═══ Data in this exercise
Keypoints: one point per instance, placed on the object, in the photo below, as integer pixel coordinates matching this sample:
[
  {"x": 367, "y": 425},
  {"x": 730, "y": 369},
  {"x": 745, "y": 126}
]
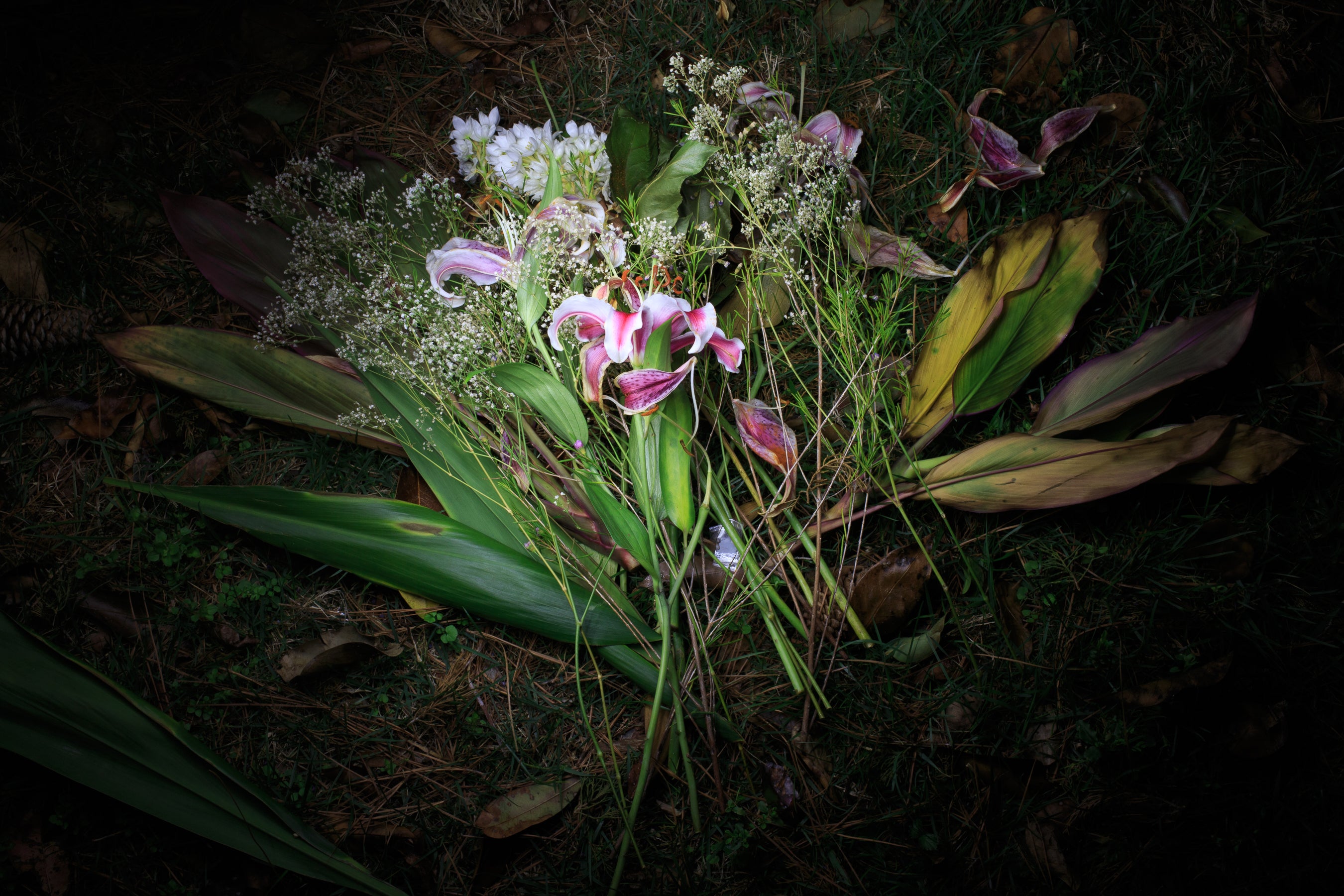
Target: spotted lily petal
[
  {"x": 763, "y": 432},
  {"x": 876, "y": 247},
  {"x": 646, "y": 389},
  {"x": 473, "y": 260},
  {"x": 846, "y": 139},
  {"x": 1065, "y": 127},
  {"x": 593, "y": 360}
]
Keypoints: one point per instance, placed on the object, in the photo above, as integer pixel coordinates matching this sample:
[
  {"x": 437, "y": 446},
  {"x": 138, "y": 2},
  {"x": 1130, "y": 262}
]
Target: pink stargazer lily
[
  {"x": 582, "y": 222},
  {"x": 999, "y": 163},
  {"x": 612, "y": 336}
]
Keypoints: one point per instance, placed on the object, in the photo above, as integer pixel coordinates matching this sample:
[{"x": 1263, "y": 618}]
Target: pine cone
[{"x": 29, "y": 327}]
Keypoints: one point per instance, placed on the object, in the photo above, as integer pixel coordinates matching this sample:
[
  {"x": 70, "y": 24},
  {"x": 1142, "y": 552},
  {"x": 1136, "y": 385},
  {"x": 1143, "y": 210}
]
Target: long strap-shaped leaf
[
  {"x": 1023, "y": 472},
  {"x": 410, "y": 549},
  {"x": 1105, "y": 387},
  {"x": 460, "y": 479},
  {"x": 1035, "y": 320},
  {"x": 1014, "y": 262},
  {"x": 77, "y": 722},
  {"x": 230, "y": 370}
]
══════
- [Your goal]
Omit the images and transcribe all of the records above word for word.

- [The reply]
Keypoints: one point per instance, placed on the object, in the photo below, as integer pixel coordinates matching this sample:
[
  {"x": 367, "y": 425},
  {"x": 730, "y": 369},
  {"x": 745, "y": 126}
]
Target: spotted lily petal
[
  {"x": 763, "y": 432},
  {"x": 876, "y": 247},
  {"x": 646, "y": 389},
  {"x": 473, "y": 260},
  {"x": 846, "y": 139},
  {"x": 1065, "y": 127},
  {"x": 593, "y": 360}
]
Keypoints: one point per instance, placed on the object, in the photo above, as integer pixel coordinates matching this sample:
[
  {"x": 437, "y": 446},
  {"x": 138, "y": 2},
  {"x": 1130, "y": 262}
]
Target: pink stargazer lily
[
  {"x": 582, "y": 222},
  {"x": 999, "y": 163},
  {"x": 612, "y": 336}
]
Keypoints: one point per instance, placed on the object, in the photo above, as integer pixel coordinates matching this sample:
[{"x": 1263, "y": 618}]
Target: pine cone
[{"x": 29, "y": 327}]
Keypoints: one point per instance, placed on the object, in the photo above, as integer pixel coordinates matching this sample:
[
  {"x": 70, "y": 24},
  {"x": 1142, "y": 552},
  {"x": 1136, "y": 385},
  {"x": 1143, "y": 210}
]
Target: long strap-shaped leaf
[
  {"x": 1023, "y": 472},
  {"x": 410, "y": 549},
  {"x": 1105, "y": 387},
  {"x": 460, "y": 479},
  {"x": 1035, "y": 320},
  {"x": 1014, "y": 262},
  {"x": 77, "y": 722},
  {"x": 230, "y": 370}
]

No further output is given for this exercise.